■ Aim of the exercise ■
Each entry below is to be given again word for word, with no pictures.

■ Stored data ■

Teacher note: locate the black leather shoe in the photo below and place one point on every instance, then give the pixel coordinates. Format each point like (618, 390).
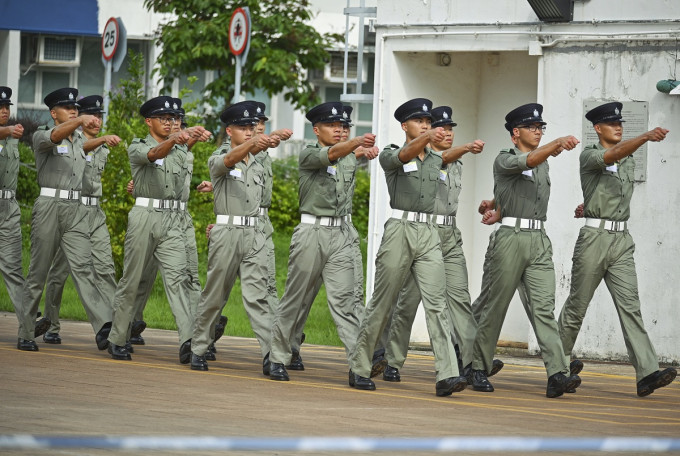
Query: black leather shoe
(185, 352)
(102, 337)
(220, 327)
(378, 366)
(266, 365)
(52, 338)
(296, 362)
(138, 326)
(198, 362)
(41, 326)
(210, 354)
(391, 374)
(118, 352)
(359, 382)
(558, 384)
(656, 380)
(480, 382)
(139, 340)
(278, 372)
(496, 367)
(27, 345)
(450, 385)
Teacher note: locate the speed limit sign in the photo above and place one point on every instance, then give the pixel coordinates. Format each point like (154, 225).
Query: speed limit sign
(110, 39)
(239, 31)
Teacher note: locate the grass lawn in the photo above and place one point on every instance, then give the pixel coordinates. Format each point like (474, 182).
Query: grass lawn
(320, 328)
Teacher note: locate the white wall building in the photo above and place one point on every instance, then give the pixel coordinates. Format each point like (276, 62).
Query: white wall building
(487, 57)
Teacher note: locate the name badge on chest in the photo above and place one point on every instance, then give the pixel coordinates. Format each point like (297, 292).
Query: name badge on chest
(410, 166)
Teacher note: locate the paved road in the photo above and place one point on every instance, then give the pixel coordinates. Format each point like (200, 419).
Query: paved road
(75, 389)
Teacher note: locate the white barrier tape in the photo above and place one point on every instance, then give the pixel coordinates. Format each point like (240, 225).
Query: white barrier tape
(345, 444)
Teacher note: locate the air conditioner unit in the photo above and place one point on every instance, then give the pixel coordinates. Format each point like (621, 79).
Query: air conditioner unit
(59, 50)
(334, 71)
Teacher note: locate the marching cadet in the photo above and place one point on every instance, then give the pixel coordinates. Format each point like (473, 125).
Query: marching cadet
(153, 229)
(102, 258)
(10, 215)
(522, 251)
(604, 249)
(458, 296)
(321, 244)
(410, 245)
(348, 164)
(59, 219)
(236, 246)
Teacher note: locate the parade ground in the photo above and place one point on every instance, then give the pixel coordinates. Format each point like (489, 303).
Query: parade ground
(73, 389)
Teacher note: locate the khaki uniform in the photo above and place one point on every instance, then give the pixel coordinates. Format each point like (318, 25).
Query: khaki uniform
(521, 255)
(60, 221)
(102, 258)
(458, 296)
(606, 254)
(236, 249)
(10, 222)
(409, 248)
(321, 248)
(153, 234)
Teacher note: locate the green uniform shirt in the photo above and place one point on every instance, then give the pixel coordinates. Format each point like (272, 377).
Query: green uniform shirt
(521, 191)
(59, 165)
(95, 162)
(320, 192)
(9, 163)
(237, 190)
(412, 186)
(450, 184)
(607, 189)
(159, 179)
(266, 161)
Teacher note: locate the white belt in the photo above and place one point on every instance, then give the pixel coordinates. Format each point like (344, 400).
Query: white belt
(527, 224)
(421, 217)
(58, 193)
(608, 225)
(323, 221)
(156, 204)
(89, 200)
(449, 220)
(240, 220)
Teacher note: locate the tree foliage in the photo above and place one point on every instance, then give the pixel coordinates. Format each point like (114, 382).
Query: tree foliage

■ Exercise result ■
Teacher note: locate the black leather shoe in the photo below and place one point on every instance, then give the pixel coordinates. Format each point like (618, 390).
Query: black leather shoe
(185, 352)
(102, 337)
(220, 327)
(378, 366)
(266, 365)
(52, 338)
(296, 362)
(138, 326)
(198, 362)
(41, 326)
(210, 354)
(391, 374)
(118, 352)
(359, 382)
(558, 384)
(656, 380)
(480, 382)
(139, 340)
(278, 372)
(496, 367)
(27, 345)
(450, 385)
Teacher note: locate the speed limit sign in the photo above and place one point on every instance, then give the pixel coordinates. Format each point like (154, 225).
Query: speed limit sign
(110, 39)
(239, 31)
Teacher note: locate the grass lawn in the photo above and place one point on every instance, then give the pixel coordinates. Format each point like (474, 182).
Query: grass lawn
(320, 328)
Teacher note: locate the white wall building in the photo above and place one point on every instance, then give the pixel coordinates. Format each point like (276, 62).
Query: white wall building
(487, 57)
Teacher note: locate the name badge on chest in the photo above and place one point on every instance, then give the pixel coordinates. Format each point like (297, 292).
Query: name badge on chest
(410, 166)
Teacher note: locate the paved road in the photo above and place one point on every instance, then give the pixel coordinates. Format each point like (200, 419).
Query: paved road
(75, 389)
Teacher note: locate the white barrier tape in the photo above and place one point on every instance, then give the pixel coordinates. Format each point like (240, 225).
Query: white barrier tape
(345, 444)
Teacher note: locate the air conditioner unit in the photo above and place one point on every instance, then give the pixel coordinates. Format each point like (621, 79).
Query: air conditioner unit
(59, 50)
(334, 71)
Teacher note: locate the marching cadet in the photo above and place one point on every instance, then give the pixel coordinates. Format each point like (473, 125).
Query: marching cadet
(153, 229)
(102, 258)
(10, 215)
(522, 251)
(604, 249)
(458, 296)
(321, 244)
(410, 245)
(348, 164)
(59, 219)
(236, 246)
Teacher note: locate the parade ground in the photo above and place one point on every instance, then give the pixel coordinates. Format each point like (489, 303).
Query: parade ground
(73, 389)
Teacher note: locate the khaki uniform in the photo above and place one point on every instance, then give the pixel coordinates. Format each point like (318, 25).
Query: khaki uniform
(521, 255)
(60, 221)
(102, 258)
(458, 296)
(606, 254)
(236, 249)
(10, 222)
(409, 248)
(321, 248)
(153, 234)
Teacher note: locate the green uniform shirt in the photo above and place one point on every instance, then give the pixel coordinates. Format each point like (272, 377).
Query: green uniform shirt
(521, 191)
(59, 165)
(95, 162)
(320, 192)
(9, 163)
(237, 190)
(412, 186)
(450, 184)
(607, 189)
(159, 179)
(266, 161)
Teacher note: locate the white belt in the photo above and place one point on every instance, then give the pixel coordinates. Format each point like (344, 400).
Query: white belt
(527, 224)
(421, 217)
(58, 193)
(608, 225)
(323, 221)
(156, 204)
(89, 200)
(449, 220)
(240, 220)
Teacher note: locate the tree foliage in the photo above and place one point on every instance, then give the pixel coordinates. Format each point like (114, 382).
Query: tree foliage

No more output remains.